:: DATA LISTING ::
======
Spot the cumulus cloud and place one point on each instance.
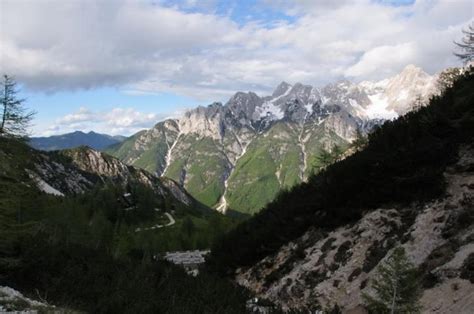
(156, 46)
(118, 121)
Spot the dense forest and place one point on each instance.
(403, 162)
(81, 252)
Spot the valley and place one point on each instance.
(237, 157)
(240, 154)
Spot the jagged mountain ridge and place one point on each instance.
(75, 139)
(241, 153)
(78, 170)
(327, 268)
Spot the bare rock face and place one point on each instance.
(336, 267)
(79, 170)
(214, 150)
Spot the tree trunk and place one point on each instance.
======
:: WRITTEN REQUEST ::
Rewrite all of the material above as a numbered list, one line per entry, skipping any blank lines. Leave the pictures out of your answer.

:: EXPECTED OUTPUT ::
1. Spot the cumulus cloud and place one point on each instance.
2. (156, 46)
3. (118, 121)
4. Spot the dense forest and place one point on each instance.
5. (403, 162)
6. (81, 252)
7. Spot the valley and place one point on each instance.
8. (237, 157)
9. (240, 154)
10. Spot the jagged mountain ridge and place one point on each instance.
11. (75, 139)
12. (241, 153)
13. (78, 170)
14. (327, 268)
15. Spot the bare rock face and place one point on each instance.
16. (336, 267)
17. (79, 170)
18. (214, 150)
19. Spot the tree trunk and place one point on each instance.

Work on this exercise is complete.